[Exercise text Boundary: Start]

New Year Resolutions You’ve Heard Before, But Were Afraid To Ask How

A Geezer’s Notebook, By Jim Foster

It is a New Year. Every year at 12:01, January 1, we join our fellow citizens in the time-honoured tradition of this great land and pause for a few moments as the old year closes to reflect on past glories and alas, past failures, just before our beloveds roll us into the back seat of the cab and sends us home.

Yes, it is 2022, and a time to face new challenges, it is a golden opportunity for us to abandon the slothful lifestyles we have carelessly drifted into, to leave behind the dreadful paths we have chosen, for all of us have strayed from the goals we set out to accomplish, not me thank God, but many of you who I can name and still might in the coming weeks.

What better time than January, 2022, for us to aim for loftier peaks, to throw off the shackles of bad decisions that haunt us and have caused us to struggle constantly. Yes, it is time for us to become what our mothers hoped we would but seriously doubted. She knew us only too well.

[Exercise text Boundary: End]
[Data excerpts Boundary: Start]

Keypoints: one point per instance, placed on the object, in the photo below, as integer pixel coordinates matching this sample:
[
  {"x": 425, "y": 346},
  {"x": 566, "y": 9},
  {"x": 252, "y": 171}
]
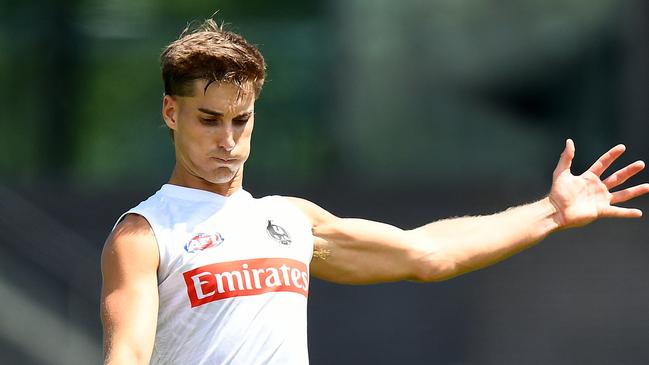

[Data excerpts Boundary: End]

◆ Directions for this task:
According to the New Year column, at what time on January 1 do we pause to reflect on the old year?

◆ Solved exercise:
At 12:01.